---- Document excerpt

The Office for National Statistics (ONS) has estimated that UK gross domestic product (GDP) increased by 0.8% in the first quarter of 2022. It was previously forecast to grow by 1.0% over that period.
In addition, GDP fell by 0.1% in March, after no growth in February.
Laith Khalaf, head of investment analysis at AJ Bell, said: “The UK economy has now recovered to its pre-pandemic level, but momentum seems to be ebbing away, and recessionary forces are gathering. GDP came in at 0.8% for the first quarter of the year, a little below forecasts. What is more concerning is that almost all of the growth was registered in January, and March actually saw a 0.1% fall in GDP.
“Household expenditure was still positive in the first quarter, as consumers took advantage of new found freedoms to go out and spend money in shops, restaurants and hotels. But that was really the calm before the storm, as higher energy prices and taxes kicked in from April. The retail and wholesale trade saw itself going backwards in the first quarter, with new car sales still struggling as a result of global supply issues.
“Government policy is also having an effect on the headline GDP numbers, as the fading of the winter booster programme and the wind down of the test and trace service reduced overall economic activity. Presumably this is something we can expect to tick up again as the next booster programme works its way through the eligible population in the second quarter, and speaks to the distortion in economic data points that is still occurring as a result of the pandemic.

--------
---- Source data

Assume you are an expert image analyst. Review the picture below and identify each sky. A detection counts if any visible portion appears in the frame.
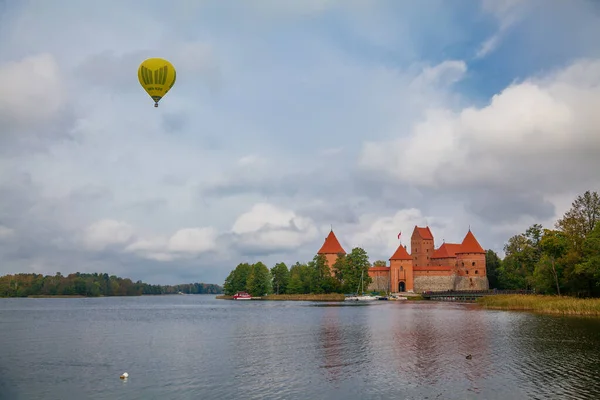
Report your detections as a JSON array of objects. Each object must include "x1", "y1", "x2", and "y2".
[{"x1": 0, "y1": 0, "x2": 600, "y2": 284}]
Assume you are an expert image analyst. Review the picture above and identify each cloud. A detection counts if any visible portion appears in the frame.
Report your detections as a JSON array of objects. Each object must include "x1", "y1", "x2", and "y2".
[
  {"x1": 231, "y1": 203, "x2": 318, "y2": 253},
  {"x1": 0, "y1": 225, "x2": 15, "y2": 240},
  {"x1": 361, "y1": 60, "x2": 600, "y2": 197}
]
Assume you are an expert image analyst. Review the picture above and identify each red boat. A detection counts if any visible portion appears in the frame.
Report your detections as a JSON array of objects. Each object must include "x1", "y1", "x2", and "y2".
[{"x1": 233, "y1": 292, "x2": 252, "y2": 300}]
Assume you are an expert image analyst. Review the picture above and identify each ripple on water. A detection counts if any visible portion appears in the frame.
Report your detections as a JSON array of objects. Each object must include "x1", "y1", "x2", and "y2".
[{"x1": 0, "y1": 296, "x2": 600, "y2": 400}]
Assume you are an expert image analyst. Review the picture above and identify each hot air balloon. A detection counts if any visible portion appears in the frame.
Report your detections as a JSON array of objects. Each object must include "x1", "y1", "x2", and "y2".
[{"x1": 138, "y1": 58, "x2": 177, "y2": 107}]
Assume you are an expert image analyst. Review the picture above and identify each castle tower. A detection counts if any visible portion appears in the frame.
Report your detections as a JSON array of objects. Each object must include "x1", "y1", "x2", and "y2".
[
  {"x1": 317, "y1": 229, "x2": 346, "y2": 276},
  {"x1": 390, "y1": 245, "x2": 413, "y2": 293},
  {"x1": 456, "y1": 229, "x2": 489, "y2": 289},
  {"x1": 410, "y1": 225, "x2": 434, "y2": 267}
]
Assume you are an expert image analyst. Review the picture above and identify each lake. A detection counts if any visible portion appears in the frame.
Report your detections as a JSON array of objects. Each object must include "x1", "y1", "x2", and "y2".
[{"x1": 0, "y1": 295, "x2": 600, "y2": 400}]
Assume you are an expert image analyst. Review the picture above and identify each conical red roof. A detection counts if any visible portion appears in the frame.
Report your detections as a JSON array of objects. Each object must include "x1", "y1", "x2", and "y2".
[
  {"x1": 431, "y1": 243, "x2": 462, "y2": 258},
  {"x1": 457, "y1": 229, "x2": 485, "y2": 254},
  {"x1": 390, "y1": 245, "x2": 412, "y2": 261},
  {"x1": 413, "y1": 225, "x2": 433, "y2": 240},
  {"x1": 317, "y1": 230, "x2": 346, "y2": 254}
]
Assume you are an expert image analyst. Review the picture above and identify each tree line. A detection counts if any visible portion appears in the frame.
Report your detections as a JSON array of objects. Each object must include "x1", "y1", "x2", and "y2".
[
  {"x1": 223, "y1": 247, "x2": 372, "y2": 296},
  {"x1": 486, "y1": 191, "x2": 600, "y2": 297},
  {"x1": 0, "y1": 272, "x2": 223, "y2": 297}
]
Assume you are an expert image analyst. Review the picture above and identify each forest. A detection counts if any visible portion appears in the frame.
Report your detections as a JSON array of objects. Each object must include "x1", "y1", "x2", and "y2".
[
  {"x1": 0, "y1": 272, "x2": 223, "y2": 297},
  {"x1": 486, "y1": 191, "x2": 600, "y2": 297},
  {"x1": 223, "y1": 191, "x2": 600, "y2": 297},
  {"x1": 223, "y1": 247, "x2": 371, "y2": 296}
]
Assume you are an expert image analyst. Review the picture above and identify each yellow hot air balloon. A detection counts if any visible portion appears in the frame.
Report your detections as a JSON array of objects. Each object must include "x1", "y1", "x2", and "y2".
[{"x1": 138, "y1": 58, "x2": 177, "y2": 107}]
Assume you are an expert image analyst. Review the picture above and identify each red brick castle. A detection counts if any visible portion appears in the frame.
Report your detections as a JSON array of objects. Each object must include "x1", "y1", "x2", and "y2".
[{"x1": 317, "y1": 226, "x2": 489, "y2": 293}]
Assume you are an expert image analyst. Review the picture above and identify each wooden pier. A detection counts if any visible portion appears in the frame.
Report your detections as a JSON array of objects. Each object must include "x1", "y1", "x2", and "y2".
[{"x1": 421, "y1": 289, "x2": 533, "y2": 302}]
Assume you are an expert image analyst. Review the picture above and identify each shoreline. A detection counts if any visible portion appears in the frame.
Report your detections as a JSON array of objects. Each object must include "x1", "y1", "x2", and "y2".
[
  {"x1": 215, "y1": 293, "x2": 425, "y2": 302},
  {"x1": 215, "y1": 293, "x2": 346, "y2": 301},
  {"x1": 476, "y1": 294, "x2": 600, "y2": 317}
]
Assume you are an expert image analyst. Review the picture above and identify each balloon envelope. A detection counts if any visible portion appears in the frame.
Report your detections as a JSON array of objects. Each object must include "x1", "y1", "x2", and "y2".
[{"x1": 138, "y1": 58, "x2": 177, "y2": 107}]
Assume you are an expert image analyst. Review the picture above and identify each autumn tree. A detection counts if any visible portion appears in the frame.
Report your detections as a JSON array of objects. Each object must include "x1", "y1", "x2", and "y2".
[
  {"x1": 271, "y1": 262, "x2": 290, "y2": 294},
  {"x1": 246, "y1": 261, "x2": 273, "y2": 296}
]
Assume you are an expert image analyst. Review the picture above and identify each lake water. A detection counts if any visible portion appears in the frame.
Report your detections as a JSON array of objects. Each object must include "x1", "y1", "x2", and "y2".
[{"x1": 0, "y1": 295, "x2": 600, "y2": 400}]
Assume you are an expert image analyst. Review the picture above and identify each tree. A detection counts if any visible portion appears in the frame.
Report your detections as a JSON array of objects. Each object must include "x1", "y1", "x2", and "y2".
[
  {"x1": 485, "y1": 250, "x2": 502, "y2": 289},
  {"x1": 540, "y1": 229, "x2": 569, "y2": 296},
  {"x1": 287, "y1": 262, "x2": 311, "y2": 294},
  {"x1": 223, "y1": 263, "x2": 252, "y2": 296},
  {"x1": 342, "y1": 247, "x2": 372, "y2": 293},
  {"x1": 246, "y1": 261, "x2": 273, "y2": 296},
  {"x1": 308, "y1": 254, "x2": 339, "y2": 293},
  {"x1": 271, "y1": 263, "x2": 290, "y2": 294},
  {"x1": 556, "y1": 190, "x2": 600, "y2": 252},
  {"x1": 576, "y1": 224, "x2": 600, "y2": 286}
]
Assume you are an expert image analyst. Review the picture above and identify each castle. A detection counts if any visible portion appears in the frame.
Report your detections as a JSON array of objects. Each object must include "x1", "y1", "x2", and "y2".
[{"x1": 317, "y1": 225, "x2": 489, "y2": 293}]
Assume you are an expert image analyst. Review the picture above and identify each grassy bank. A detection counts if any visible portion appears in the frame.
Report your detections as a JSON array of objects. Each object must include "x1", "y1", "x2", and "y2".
[
  {"x1": 216, "y1": 293, "x2": 344, "y2": 301},
  {"x1": 477, "y1": 295, "x2": 600, "y2": 316},
  {"x1": 262, "y1": 293, "x2": 345, "y2": 301},
  {"x1": 27, "y1": 294, "x2": 88, "y2": 299}
]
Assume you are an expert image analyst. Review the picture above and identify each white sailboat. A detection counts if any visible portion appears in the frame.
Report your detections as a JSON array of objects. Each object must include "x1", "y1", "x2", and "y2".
[{"x1": 344, "y1": 270, "x2": 377, "y2": 301}]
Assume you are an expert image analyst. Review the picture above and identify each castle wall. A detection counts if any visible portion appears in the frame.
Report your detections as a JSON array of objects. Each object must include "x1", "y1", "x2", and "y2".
[
  {"x1": 367, "y1": 270, "x2": 390, "y2": 292},
  {"x1": 457, "y1": 253, "x2": 487, "y2": 277},
  {"x1": 324, "y1": 254, "x2": 338, "y2": 276},
  {"x1": 454, "y1": 276, "x2": 490, "y2": 290},
  {"x1": 414, "y1": 271, "x2": 455, "y2": 293},
  {"x1": 390, "y1": 260, "x2": 414, "y2": 293},
  {"x1": 414, "y1": 271, "x2": 489, "y2": 293}
]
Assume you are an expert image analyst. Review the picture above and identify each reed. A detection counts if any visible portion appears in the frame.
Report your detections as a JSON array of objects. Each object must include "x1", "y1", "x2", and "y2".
[
  {"x1": 477, "y1": 294, "x2": 600, "y2": 316},
  {"x1": 261, "y1": 293, "x2": 345, "y2": 301}
]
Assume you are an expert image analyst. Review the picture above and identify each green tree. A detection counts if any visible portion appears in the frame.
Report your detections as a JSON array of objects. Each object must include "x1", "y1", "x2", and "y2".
[
  {"x1": 223, "y1": 263, "x2": 252, "y2": 296},
  {"x1": 485, "y1": 250, "x2": 502, "y2": 289},
  {"x1": 341, "y1": 247, "x2": 372, "y2": 293},
  {"x1": 308, "y1": 254, "x2": 339, "y2": 293},
  {"x1": 556, "y1": 190, "x2": 600, "y2": 252},
  {"x1": 271, "y1": 263, "x2": 290, "y2": 294},
  {"x1": 576, "y1": 224, "x2": 600, "y2": 287},
  {"x1": 246, "y1": 261, "x2": 273, "y2": 296},
  {"x1": 540, "y1": 229, "x2": 569, "y2": 296},
  {"x1": 287, "y1": 262, "x2": 311, "y2": 294}
]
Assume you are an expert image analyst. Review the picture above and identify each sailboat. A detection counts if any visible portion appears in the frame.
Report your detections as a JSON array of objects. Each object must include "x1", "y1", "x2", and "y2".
[{"x1": 344, "y1": 269, "x2": 377, "y2": 301}]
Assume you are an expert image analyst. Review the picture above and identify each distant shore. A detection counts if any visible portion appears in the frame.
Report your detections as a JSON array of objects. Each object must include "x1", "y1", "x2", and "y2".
[
  {"x1": 27, "y1": 294, "x2": 88, "y2": 299},
  {"x1": 216, "y1": 293, "x2": 346, "y2": 301},
  {"x1": 216, "y1": 293, "x2": 424, "y2": 301},
  {"x1": 477, "y1": 294, "x2": 600, "y2": 316}
]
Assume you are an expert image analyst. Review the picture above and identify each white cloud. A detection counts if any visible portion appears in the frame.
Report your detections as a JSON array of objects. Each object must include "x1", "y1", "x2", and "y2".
[
  {"x1": 124, "y1": 227, "x2": 217, "y2": 261},
  {"x1": 231, "y1": 203, "x2": 318, "y2": 251},
  {"x1": 0, "y1": 53, "x2": 67, "y2": 128},
  {"x1": 475, "y1": 0, "x2": 533, "y2": 58},
  {"x1": 360, "y1": 60, "x2": 600, "y2": 193},
  {"x1": 83, "y1": 219, "x2": 134, "y2": 251},
  {"x1": 0, "y1": 225, "x2": 15, "y2": 240}
]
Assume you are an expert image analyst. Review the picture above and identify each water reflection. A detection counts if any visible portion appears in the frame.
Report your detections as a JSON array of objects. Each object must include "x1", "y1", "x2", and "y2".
[
  {"x1": 508, "y1": 314, "x2": 600, "y2": 399},
  {"x1": 0, "y1": 296, "x2": 600, "y2": 400},
  {"x1": 319, "y1": 307, "x2": 343, "y2": 382}
]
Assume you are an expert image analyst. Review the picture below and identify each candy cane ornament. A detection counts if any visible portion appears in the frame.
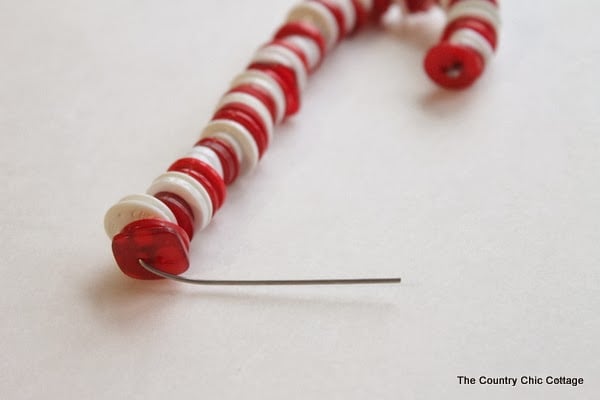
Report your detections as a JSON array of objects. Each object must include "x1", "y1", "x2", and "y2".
[
  {"x1": 424, "y1": 0, "x2": 500, "y2": 89},
  {"x1": 104, "y1": 0, "x2": 498, "y2": 285}
]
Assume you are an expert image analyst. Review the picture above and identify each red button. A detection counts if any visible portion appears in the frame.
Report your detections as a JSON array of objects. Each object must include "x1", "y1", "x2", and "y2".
[
  {"x1": 425, "y1": 42, "x2": 484, "y2": 89},
  {"x1": 112, "y1": 219, "x2": 190, "y2": 279}
]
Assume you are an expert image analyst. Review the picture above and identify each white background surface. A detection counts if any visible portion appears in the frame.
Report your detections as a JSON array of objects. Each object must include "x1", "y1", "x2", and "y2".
[{"x1": 0, "y1": 0, "x2": 600, "y2": 400}]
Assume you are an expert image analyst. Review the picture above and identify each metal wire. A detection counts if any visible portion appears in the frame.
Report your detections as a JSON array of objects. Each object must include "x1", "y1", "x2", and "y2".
[{"x1": 138, "y1": 260, "x2": 402, "y2": 286}]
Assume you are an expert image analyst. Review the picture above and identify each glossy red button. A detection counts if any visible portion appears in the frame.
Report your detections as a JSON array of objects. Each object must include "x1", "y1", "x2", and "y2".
[
  {"x1": 169, "y1": 157, "x2": 227, "y2": 215},
  {"x1": 112, "y1": 219, "x2": 190, "y2": 279},
  {"x1": 425, "y1": 42, "x2": 484, "y2": 89}
]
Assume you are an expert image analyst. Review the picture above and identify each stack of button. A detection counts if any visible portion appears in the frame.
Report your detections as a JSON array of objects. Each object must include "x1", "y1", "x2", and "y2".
[{"x1": 104, "y1": 0, "x2": 391, "y2": 279}]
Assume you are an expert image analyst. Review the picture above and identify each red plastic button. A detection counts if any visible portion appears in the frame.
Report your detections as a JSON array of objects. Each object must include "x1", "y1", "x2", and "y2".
[
  {"x1": 425, "y1": 42, "x2": 484, "y2": 89},
  {"x1": 169, "y1": 157, "x2": 227, "y2": 215},
  {"x1": 112, "y1": 219, "x2": 190, "y2": 279}
]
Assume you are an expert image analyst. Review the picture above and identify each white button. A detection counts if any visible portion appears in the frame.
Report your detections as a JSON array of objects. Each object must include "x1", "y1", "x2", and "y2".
[{"x1": 104, "y1": 194, "x2": 177, "y2": 239}]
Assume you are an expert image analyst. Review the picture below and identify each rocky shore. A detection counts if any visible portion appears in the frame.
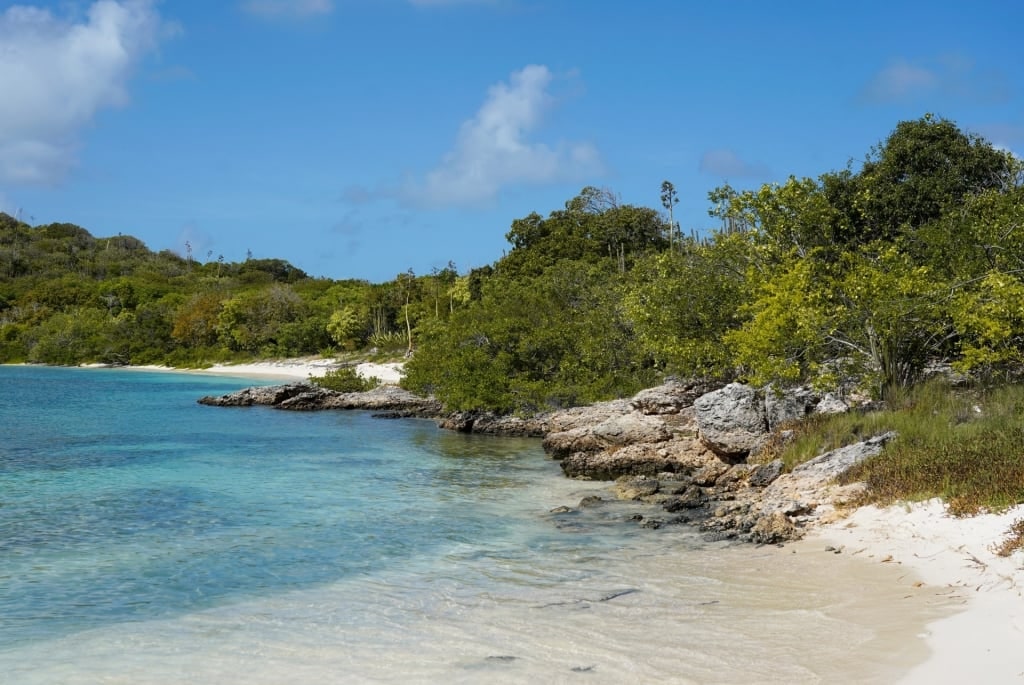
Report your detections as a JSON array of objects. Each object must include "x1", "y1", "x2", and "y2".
[{"x1": 199, "y1": 380, "x2": 892, "y2": 544}]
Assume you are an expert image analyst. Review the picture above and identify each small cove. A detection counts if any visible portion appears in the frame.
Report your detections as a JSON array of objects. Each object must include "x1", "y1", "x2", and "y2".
[{"x1": 0, "y1": 368, "x2": 948, "y2": 683}]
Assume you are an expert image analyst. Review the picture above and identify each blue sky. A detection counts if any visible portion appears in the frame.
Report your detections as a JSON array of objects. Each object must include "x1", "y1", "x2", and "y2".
[{"x1": 0, "y1": 0, "x2": 1024, "y2": 281}]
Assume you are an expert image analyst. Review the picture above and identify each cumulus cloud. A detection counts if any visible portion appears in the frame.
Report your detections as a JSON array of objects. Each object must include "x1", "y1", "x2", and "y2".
[
  {"x1": 860, "y1": 54, "x2": 1012, "y2": 104},
  {"x1": 0, "y1": 0, "x2": 168, "y2": 183},
  {"x1": 409, "y1": 0, "x2": 497, "y2": 7},
  {"x1": 698, "y1": 148, "x2": 771, "y2": 178},
  {"x1": 242, "y1": 0, "x2": 334, "y2": 18},
  {"x1": 400, "y1": 65, "x2": 602, "y2": 206}
]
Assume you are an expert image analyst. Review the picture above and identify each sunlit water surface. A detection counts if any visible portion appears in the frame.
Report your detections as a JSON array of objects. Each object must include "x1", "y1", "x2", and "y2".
[{"x1": 0, "y1": 367, "x2": 939, "y2": 685}]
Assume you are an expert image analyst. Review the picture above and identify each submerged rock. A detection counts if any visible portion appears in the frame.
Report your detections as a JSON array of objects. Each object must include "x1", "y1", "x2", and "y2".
[
  {"x1": 199, "y1": 382, "x2": 315, "y2": 406},
  {"x1": 199, "y1": 383, "x2": 440, "y2": 417}
]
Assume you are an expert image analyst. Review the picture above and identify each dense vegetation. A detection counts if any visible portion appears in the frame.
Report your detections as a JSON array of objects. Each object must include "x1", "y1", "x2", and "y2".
[{"x1": 0, "y1": 116, "x2": 1024, "y2": 412}]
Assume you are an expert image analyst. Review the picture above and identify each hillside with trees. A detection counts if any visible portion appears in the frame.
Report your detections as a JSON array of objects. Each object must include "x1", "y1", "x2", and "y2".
[{"x1": 0, "y1": 115, "x2": 1024, "y2": 413}]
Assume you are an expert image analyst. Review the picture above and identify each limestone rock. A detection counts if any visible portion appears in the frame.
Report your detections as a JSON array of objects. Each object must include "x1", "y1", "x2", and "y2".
[
  {"x1": 615, "y1": 476, "x2": 662, "y2": 500},
  {"x1": 793, "y1": 431, "x2": 896, "y2": 480},
  {"x1": 561, "y1": 439, "x2": 716, "y2": 480},
  {"x1": 545, "y1": 399, "x2": 633, "y2": 433},
  {"x1": 437, "y1": 412, "x2": 547, "y2": 437},
  {"x1": 199, "y1": 383, "x2": 315, "y2": 406},
  {"x1": 765, "y1": 388, "x2": 818, "y2": 431},
  {"x1": 693, "y1": 383, "x2": 768, "y2": 460},
  {"x1": 814, "y1": 392, "x2": 850, "y2": 414},
  {"x1": 750, "y1": 512, "x2": 797, "y2": 545},
  {"x1": 630, "y1": 380, "x2": 715, "y2": 416},
  {"x1": 746, "y1": 459, "x2": 783, "y2": 487},
  {"x1": 544, "y1": 414, "x2": 672, "y2": 459}
]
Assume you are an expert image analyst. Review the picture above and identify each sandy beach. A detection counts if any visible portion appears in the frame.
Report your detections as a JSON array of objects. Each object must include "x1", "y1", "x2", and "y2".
[
  {"x1": 801, "y1": 500, "x2": 1024, "y2": 683},
  {"x1": 81, "y1": 357, "x2": 403, "y2": 385},
  {"x1": 195, "y1": 358, "x2": 402, "y2": 385},
  {"x1": 61, "y1": 358, "x2": 1024, "y2": 684}
]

--------

■ **Questions**
a) Using the UK GDP report, say whether each statement agrees with it, answering yes or no and quoting the deciding words: (i) UK GDP rose by 0.8% in the first quarter of 2022. (ii) GDP grew in March. (iii) Household expenditure was negative in the first quarter.
b) Transcribe everything in the UK GDP report from "In addition, GDP" down to "fall in GDP.".

■ **Task results**
a)
(i) Yes: "UK gross domestic product (GDP) increased by 0.8% in the first quarter of 2022"
(ii) No: "GDP fell by 0.1% in March"
(iii) No: "Household expenditure was still positive in the first quarter"

b)
In addition, GDP fell by 0.1% in March, after no growth in February.
Laith Khalaf, head of investment analysis at AJ Bell, said: “The UK economy has now recovered to its pre-pandemic level, but momentum seems to be ebbing away, and recessionary forces are gathering. GDP came in at 0.8% for the first quarter of the year, a little below forecasts. What is more concerning is that almost all of the growth was registered in January, and March actually saw a 0.1% fall in GDP.